### Records shown
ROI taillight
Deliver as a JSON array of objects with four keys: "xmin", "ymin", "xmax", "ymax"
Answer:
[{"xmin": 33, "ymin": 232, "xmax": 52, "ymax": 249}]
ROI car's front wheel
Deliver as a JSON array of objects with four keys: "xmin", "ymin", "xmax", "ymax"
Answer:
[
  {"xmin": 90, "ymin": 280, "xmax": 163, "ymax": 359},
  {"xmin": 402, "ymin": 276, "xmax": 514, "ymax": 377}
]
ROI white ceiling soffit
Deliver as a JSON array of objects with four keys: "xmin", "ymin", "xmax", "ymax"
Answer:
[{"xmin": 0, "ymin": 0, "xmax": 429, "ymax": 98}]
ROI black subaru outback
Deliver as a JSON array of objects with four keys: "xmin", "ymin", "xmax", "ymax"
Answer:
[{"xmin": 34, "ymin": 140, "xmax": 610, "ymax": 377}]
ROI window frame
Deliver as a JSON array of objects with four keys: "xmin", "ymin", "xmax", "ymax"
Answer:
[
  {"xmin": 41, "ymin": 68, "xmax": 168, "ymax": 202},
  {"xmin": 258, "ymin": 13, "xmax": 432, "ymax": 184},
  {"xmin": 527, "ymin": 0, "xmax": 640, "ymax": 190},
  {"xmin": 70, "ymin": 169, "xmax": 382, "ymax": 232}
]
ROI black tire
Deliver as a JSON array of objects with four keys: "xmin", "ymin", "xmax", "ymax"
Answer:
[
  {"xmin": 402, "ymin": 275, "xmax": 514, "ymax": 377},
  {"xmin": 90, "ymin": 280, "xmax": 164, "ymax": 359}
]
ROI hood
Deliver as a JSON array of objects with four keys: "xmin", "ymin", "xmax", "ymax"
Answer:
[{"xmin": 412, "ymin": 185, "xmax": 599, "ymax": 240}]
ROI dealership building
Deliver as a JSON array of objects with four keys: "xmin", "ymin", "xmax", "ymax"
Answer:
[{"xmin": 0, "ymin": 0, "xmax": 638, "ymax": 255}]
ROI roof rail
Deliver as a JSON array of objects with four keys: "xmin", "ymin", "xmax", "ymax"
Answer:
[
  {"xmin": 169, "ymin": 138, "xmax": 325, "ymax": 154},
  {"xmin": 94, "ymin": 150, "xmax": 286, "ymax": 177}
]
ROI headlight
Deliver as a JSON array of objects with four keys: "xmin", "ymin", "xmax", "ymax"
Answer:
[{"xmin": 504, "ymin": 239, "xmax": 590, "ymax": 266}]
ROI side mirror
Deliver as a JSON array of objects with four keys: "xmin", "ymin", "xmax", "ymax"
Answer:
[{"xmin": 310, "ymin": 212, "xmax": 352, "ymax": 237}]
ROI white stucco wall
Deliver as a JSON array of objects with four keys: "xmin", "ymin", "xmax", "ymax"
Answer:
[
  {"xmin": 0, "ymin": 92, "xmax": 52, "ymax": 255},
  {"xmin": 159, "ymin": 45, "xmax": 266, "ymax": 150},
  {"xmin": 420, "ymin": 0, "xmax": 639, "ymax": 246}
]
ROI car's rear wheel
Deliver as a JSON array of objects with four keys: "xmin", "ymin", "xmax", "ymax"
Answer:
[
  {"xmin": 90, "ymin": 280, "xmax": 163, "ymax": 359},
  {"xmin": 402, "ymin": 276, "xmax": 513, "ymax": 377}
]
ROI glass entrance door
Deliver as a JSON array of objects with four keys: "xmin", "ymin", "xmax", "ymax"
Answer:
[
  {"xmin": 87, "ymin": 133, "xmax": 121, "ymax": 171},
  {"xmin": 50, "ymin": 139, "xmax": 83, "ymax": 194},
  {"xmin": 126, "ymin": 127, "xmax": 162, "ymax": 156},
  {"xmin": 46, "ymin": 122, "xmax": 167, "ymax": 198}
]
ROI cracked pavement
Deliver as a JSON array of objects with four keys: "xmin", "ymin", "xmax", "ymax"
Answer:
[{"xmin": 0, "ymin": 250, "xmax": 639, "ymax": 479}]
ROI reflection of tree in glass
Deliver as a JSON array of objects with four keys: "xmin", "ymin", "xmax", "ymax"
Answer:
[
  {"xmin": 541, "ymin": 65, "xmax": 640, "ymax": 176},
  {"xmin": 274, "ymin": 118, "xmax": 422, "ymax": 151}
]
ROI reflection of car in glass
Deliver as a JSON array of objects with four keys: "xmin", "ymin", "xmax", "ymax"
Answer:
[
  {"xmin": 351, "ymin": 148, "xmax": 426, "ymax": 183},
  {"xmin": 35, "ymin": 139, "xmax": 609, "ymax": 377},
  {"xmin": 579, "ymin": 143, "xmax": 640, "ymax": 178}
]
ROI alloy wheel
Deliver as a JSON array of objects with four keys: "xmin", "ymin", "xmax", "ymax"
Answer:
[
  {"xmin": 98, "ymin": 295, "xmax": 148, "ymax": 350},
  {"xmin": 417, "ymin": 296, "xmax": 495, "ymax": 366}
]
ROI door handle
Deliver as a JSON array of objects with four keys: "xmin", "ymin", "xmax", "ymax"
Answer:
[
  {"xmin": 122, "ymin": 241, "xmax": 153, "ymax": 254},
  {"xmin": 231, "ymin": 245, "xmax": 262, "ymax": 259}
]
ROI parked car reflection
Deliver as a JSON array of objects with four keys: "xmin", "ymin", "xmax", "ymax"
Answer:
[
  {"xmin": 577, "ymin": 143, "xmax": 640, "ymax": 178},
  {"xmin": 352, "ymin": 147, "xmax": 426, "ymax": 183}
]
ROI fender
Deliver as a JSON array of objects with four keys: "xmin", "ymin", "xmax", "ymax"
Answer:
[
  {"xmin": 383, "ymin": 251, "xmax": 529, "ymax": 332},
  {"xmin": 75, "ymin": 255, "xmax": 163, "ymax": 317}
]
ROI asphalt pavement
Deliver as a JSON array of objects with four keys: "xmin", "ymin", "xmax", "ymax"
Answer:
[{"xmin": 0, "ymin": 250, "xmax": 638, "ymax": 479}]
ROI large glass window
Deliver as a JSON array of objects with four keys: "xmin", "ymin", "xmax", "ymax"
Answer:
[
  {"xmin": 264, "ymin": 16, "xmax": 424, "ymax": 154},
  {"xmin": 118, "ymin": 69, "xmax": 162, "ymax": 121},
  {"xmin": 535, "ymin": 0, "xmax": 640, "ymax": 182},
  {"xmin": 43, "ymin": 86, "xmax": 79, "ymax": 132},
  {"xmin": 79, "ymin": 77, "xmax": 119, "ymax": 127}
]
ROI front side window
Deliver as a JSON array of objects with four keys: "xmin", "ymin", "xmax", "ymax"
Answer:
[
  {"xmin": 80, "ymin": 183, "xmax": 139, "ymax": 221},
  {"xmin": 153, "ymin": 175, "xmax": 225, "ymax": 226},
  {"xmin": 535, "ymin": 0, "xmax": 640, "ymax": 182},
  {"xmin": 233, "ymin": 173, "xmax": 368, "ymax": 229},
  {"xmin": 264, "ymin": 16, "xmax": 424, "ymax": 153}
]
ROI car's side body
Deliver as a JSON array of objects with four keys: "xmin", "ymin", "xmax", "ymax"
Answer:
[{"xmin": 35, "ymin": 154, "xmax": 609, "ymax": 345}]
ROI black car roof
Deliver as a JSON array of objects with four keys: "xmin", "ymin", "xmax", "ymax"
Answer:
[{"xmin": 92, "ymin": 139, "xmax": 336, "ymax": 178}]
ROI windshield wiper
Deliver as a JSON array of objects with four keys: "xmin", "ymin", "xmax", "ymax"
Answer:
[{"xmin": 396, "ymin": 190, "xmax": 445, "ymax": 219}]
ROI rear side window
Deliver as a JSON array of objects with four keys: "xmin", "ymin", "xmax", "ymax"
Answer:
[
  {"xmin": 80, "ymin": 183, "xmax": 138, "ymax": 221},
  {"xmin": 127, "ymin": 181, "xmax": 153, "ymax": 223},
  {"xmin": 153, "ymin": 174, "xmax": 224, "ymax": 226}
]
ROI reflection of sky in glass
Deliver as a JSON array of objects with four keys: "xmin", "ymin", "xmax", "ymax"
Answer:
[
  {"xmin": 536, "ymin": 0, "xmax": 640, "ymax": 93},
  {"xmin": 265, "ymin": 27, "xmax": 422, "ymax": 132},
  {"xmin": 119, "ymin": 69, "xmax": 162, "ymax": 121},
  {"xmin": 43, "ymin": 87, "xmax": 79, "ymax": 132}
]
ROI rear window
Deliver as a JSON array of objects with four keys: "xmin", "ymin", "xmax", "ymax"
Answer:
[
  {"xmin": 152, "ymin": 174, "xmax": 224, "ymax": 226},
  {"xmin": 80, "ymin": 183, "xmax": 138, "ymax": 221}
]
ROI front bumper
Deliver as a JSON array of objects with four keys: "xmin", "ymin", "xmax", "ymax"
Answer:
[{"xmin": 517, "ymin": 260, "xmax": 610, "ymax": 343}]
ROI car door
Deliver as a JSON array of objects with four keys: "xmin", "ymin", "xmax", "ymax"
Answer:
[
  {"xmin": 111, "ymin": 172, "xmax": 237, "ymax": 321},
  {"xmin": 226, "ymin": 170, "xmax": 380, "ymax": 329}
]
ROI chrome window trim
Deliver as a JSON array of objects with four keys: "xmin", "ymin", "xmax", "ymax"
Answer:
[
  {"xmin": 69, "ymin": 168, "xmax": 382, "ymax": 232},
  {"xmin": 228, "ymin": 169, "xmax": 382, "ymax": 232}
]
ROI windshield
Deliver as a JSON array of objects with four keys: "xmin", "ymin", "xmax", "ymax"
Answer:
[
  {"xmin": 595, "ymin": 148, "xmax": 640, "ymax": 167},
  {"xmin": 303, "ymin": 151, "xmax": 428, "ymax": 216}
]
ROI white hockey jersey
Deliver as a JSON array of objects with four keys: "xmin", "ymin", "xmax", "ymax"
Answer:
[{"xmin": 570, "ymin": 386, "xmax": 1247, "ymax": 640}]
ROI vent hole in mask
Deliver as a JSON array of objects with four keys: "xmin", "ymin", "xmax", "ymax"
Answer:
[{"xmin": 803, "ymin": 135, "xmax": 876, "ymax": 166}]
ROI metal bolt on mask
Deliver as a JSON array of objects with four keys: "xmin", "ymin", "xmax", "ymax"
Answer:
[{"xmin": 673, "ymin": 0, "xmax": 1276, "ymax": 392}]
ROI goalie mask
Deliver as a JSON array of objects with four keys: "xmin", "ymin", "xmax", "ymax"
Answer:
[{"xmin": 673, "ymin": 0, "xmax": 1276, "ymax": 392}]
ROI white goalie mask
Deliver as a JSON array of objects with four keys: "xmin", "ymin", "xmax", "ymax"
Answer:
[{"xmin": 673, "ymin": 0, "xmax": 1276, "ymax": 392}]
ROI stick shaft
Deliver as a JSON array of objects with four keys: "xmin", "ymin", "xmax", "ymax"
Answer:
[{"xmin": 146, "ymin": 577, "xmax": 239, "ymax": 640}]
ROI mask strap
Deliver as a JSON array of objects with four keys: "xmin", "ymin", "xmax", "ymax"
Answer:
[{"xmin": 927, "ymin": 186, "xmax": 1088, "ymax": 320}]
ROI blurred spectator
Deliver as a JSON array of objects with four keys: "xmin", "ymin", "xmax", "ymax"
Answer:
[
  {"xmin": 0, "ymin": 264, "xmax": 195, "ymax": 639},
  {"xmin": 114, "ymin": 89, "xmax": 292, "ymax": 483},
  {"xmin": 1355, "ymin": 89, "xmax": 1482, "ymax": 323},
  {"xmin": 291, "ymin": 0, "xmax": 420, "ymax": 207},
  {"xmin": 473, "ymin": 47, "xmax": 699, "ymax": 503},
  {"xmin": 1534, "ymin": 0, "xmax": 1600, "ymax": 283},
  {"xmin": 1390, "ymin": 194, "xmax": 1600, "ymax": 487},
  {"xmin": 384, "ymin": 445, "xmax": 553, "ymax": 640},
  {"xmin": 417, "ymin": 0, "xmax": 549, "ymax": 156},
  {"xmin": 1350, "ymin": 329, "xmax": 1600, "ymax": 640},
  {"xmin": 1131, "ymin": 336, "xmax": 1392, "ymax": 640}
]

### About this task
Starting at the line above that contains "ROI car door", repeat each line exactly up to and including the line that contains "ROI metal bolt on mask", and stop there.

### Reply
ROI car door
Deliver as a JSON array of objects with four keys: "xmin", "ymin", "xmax", "ymax"
Answer:
[
  {"xmin": 111, "ymin": 172, "xmax": 237, "ymax": 321},
  {"xmin": 226, "ymin": 170, "xmax": 380, "ymax": 329}
]
ROI chrome window trim
Deliver as a JSON array of objects with four keys: "xmin", "ymin", "xmax", "ymax"
Answer:
[
  {"xmin": 69, "ymin": 168, "xmax": 382, "ymax": 232},
  {"xmin": 228, "ymin": 169, "xmax": 382, "ymax": 232}
]
ROI windshield
Deliver as a JSON array of objects with four keys: "xmin", "ymin", "xmax", "ymax"
Answer:
[
  {"xmin": 595, "ymin": 148, "xmax": 640, "ymax": 167},
  {"xmin": 303, "ymin": 151, "xmax": 428, "ymax": 216}
]
ROI white hockey jersey
Deliver as a JSON array of objects with four keys: "xmin", "ymin", "xmax", "ymax"
Answer:
[{"xmin": 570, "ymin": 386, "xmax": 1247, "ymax": 640}]
ROI vent hole in mask
Deliver as a JSON array of objects with four keys: "xmin", "ymin", "xmax", "ymax"
Answer:
[{"xmin": 803, "ymin": 135, "xmax": 876, "ymax": 166}]
ROI metal bolt on mask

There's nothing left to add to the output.